> [Task statement]:
Each line in the entries below that holds the string "panel" must be copied.

= Beginning of Section =

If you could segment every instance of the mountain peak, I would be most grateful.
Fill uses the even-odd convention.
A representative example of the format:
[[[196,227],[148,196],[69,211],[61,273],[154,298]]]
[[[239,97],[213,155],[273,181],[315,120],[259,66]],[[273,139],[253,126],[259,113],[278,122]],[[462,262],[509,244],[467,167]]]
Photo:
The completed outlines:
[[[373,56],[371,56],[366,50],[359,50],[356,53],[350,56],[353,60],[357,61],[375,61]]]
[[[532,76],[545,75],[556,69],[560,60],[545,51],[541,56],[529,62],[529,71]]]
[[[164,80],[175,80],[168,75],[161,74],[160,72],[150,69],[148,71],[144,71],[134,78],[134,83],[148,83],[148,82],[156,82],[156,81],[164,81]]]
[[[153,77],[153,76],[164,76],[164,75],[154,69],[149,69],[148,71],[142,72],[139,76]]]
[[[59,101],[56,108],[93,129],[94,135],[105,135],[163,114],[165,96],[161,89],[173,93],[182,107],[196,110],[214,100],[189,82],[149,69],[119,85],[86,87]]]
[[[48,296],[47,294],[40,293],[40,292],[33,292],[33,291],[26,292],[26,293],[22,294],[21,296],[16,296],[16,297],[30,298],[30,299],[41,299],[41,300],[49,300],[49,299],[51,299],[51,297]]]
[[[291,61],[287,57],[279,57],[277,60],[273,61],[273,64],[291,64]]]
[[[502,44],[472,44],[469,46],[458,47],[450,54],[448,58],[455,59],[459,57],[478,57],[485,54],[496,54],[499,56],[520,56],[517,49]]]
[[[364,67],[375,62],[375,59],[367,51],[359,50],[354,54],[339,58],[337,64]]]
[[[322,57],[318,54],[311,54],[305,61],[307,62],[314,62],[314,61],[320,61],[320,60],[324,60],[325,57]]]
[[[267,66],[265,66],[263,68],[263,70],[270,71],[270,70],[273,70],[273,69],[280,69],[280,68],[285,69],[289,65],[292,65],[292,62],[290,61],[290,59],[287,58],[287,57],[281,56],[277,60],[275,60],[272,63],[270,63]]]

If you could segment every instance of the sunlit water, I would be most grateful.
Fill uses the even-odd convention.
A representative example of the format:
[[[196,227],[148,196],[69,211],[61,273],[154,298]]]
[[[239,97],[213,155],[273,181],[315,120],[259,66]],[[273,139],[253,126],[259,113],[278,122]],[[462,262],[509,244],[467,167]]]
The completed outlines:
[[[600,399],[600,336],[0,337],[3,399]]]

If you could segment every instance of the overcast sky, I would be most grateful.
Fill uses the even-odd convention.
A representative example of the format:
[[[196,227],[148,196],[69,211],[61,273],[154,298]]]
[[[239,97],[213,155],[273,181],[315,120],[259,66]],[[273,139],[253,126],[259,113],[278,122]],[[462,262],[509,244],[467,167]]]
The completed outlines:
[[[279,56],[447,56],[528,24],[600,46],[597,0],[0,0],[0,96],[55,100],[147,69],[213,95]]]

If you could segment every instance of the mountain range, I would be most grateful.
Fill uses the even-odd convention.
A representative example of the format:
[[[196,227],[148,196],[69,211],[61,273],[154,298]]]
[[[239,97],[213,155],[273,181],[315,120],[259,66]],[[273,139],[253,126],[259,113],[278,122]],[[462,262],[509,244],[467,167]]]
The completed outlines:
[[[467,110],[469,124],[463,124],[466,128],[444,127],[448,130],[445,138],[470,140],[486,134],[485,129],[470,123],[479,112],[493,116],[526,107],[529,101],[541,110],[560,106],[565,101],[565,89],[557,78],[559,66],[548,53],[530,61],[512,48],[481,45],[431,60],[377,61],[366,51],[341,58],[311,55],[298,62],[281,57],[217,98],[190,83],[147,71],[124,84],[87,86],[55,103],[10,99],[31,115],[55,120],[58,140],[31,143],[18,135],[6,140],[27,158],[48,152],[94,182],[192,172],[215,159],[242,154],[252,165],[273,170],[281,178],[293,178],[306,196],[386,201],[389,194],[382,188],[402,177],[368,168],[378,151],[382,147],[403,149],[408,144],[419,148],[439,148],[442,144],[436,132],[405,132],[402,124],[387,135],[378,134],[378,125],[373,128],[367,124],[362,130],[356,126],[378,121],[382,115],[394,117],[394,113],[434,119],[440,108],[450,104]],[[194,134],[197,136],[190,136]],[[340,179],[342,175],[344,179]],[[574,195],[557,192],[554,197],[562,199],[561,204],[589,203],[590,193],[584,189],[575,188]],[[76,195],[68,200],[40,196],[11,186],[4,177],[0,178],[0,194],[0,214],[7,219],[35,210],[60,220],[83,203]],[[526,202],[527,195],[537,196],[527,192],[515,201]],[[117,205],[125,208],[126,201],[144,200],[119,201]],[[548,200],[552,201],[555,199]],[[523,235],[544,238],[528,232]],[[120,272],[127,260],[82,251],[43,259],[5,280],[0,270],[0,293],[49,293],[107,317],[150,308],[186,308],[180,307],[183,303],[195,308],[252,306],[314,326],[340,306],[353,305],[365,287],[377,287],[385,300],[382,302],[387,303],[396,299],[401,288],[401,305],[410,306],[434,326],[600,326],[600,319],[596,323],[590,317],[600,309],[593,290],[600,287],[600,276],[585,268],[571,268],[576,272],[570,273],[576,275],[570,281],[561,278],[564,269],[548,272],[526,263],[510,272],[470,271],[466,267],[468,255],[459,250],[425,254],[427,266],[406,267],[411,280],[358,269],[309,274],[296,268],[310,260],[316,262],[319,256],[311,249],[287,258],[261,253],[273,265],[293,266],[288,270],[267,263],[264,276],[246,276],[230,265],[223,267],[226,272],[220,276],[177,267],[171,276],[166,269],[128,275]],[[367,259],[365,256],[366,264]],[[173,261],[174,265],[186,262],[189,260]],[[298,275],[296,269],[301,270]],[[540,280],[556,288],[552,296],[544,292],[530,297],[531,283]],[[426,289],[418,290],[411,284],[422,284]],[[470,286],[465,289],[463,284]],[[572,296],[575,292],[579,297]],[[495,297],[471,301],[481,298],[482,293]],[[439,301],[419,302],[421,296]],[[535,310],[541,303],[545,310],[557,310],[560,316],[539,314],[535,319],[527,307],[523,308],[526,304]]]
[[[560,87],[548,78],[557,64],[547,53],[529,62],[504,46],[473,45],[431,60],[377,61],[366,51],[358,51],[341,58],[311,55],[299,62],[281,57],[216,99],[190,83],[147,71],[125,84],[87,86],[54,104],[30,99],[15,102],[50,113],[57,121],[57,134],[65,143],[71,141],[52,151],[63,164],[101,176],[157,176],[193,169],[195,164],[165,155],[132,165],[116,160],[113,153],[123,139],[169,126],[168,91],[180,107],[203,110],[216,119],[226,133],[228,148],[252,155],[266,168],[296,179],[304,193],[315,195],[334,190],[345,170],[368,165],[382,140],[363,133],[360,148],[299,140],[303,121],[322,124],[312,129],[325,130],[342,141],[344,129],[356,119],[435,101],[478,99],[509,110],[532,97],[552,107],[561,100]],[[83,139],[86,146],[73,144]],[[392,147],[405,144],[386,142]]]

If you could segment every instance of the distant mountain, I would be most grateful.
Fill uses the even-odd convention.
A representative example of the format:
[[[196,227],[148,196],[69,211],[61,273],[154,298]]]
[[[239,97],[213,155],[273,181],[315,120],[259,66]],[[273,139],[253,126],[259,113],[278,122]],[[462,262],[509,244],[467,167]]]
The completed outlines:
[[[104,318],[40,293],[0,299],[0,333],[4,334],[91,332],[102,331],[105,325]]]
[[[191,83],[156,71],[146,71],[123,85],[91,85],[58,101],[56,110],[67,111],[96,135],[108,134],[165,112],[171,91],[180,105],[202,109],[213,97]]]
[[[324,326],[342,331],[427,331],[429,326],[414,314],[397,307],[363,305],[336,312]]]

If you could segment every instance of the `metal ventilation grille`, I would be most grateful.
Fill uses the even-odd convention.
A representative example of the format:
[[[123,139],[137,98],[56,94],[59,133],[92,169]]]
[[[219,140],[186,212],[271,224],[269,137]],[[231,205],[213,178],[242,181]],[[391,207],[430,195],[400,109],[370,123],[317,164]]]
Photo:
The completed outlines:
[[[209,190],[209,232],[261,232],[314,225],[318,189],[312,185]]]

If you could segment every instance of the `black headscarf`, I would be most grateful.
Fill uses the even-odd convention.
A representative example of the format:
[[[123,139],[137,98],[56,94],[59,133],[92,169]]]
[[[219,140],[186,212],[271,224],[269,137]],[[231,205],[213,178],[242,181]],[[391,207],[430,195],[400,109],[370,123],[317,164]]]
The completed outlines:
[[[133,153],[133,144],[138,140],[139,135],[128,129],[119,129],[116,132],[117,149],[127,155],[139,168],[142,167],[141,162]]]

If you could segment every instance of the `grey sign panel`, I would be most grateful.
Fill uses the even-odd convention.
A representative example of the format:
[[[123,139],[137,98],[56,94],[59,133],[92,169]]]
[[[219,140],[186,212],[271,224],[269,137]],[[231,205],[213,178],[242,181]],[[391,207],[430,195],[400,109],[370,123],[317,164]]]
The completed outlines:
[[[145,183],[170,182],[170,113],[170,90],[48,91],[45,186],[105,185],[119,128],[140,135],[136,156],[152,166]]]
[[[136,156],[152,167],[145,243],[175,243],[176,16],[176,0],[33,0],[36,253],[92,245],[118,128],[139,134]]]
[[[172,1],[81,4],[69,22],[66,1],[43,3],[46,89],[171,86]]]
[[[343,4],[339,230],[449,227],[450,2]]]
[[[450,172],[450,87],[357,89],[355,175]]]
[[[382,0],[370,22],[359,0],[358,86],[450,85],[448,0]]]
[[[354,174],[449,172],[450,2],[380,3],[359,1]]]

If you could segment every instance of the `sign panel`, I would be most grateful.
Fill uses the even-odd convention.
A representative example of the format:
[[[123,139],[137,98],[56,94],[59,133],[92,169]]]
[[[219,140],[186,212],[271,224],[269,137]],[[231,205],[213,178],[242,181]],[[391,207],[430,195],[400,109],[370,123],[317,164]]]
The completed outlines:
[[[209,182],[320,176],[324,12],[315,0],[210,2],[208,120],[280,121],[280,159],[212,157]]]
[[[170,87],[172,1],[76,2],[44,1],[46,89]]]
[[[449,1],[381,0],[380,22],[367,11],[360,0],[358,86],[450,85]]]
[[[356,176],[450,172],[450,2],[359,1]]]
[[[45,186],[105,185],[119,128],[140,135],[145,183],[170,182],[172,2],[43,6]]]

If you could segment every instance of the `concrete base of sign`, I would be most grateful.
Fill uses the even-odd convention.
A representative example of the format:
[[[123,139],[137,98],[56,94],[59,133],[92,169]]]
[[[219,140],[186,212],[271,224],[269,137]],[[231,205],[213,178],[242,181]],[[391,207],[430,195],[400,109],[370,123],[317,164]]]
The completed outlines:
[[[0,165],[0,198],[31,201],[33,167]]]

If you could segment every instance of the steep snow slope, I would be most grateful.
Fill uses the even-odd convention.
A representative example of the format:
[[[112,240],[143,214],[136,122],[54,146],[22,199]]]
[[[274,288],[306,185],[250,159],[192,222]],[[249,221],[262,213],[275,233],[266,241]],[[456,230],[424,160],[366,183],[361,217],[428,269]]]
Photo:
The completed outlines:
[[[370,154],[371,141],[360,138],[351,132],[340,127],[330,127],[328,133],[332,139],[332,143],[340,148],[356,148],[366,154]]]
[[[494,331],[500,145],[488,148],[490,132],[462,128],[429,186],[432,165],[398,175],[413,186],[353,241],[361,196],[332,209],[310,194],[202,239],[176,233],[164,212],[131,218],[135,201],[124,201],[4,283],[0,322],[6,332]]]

= End of Section =

> [Answer]:
If you could segment every instance of the `grey sign panel`, I would be most grateful.
If you could segment every instance of the `sign panel`, I would be most grateful.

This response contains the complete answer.